* [STUDY TEXT]
------------------------------------

It needed, however, some kind of damage limitation, just in case. "And so I inserted a laugh in the middle of it," he says. "You know, to show I was only joking, like. Because, let's face it, it is a pretty cheeky bloody song, isn't it?"

His most recent album, 2010's gospel-influenced Praise & Blame, reached number two in the charts, and Jones is already eager, if not downright anxious, to learn whether Spirit in the Room can go one better. This speaks volumes about his ambition. But why? What does a man who has already sold 100 million albums have left to prove? Shouldn't he be off playing golf instead?

"Golf?" he booms, horrified. "I never bloody liked golf. No, no. I've no hobbies. Music is what I do. It's why I'm here. I wouldn't know what else to do, to be honest with you."

Which is why this late renaissance has been so welcome. It gets him out of the house, and away from the pool – sunbathing being his only guilty pleasure these days. "Don't get me wrong, I do like the pool, but there's still so much more to do, the way I see it."

------------------------------------

* [ABOUT THIS TASK]
Answer these from the passage about Jones:
(a) What did he insert in the middle of the song?
(b) What chart position did Praise & Blame reach?
(c) What is named as his only guilty pleasure these days?

* [EXTRACTED INFORMATION]
------------------------------------

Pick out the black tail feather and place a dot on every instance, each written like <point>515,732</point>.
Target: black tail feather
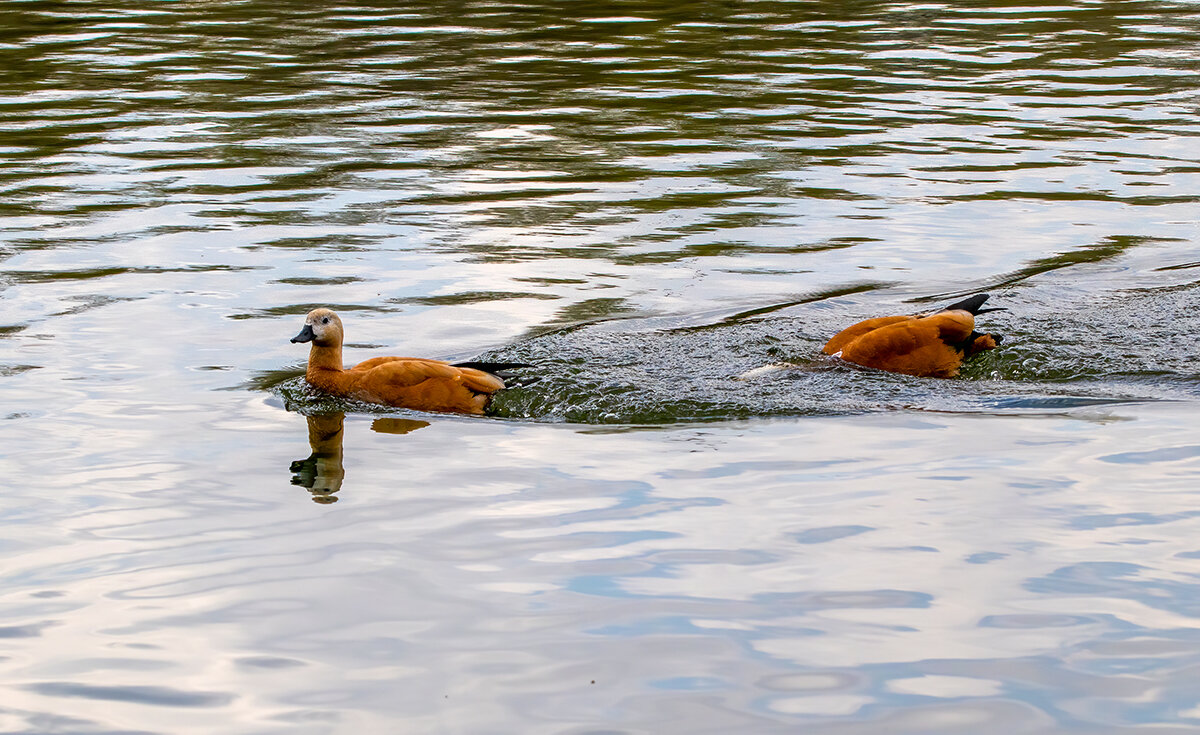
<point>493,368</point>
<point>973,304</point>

------------------------------------

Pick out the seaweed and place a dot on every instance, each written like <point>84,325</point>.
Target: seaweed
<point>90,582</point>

------------------------------------

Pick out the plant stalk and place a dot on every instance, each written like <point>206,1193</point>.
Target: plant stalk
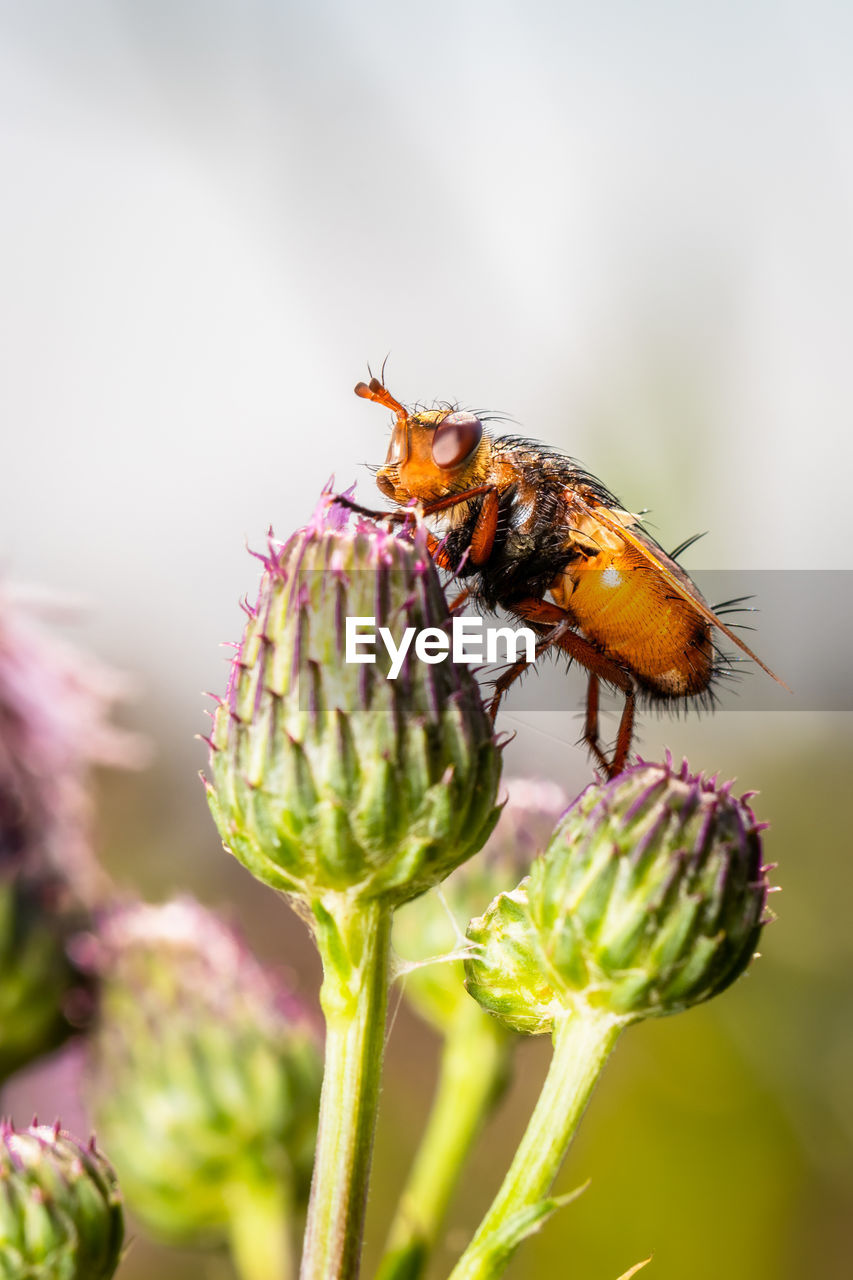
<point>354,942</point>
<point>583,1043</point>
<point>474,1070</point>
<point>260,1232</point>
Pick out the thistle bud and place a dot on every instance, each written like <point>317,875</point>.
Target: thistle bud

------------------------------------

* [EXERCISE RESULT]
(a) A laugh
(b) Number two
(c) Sunbathing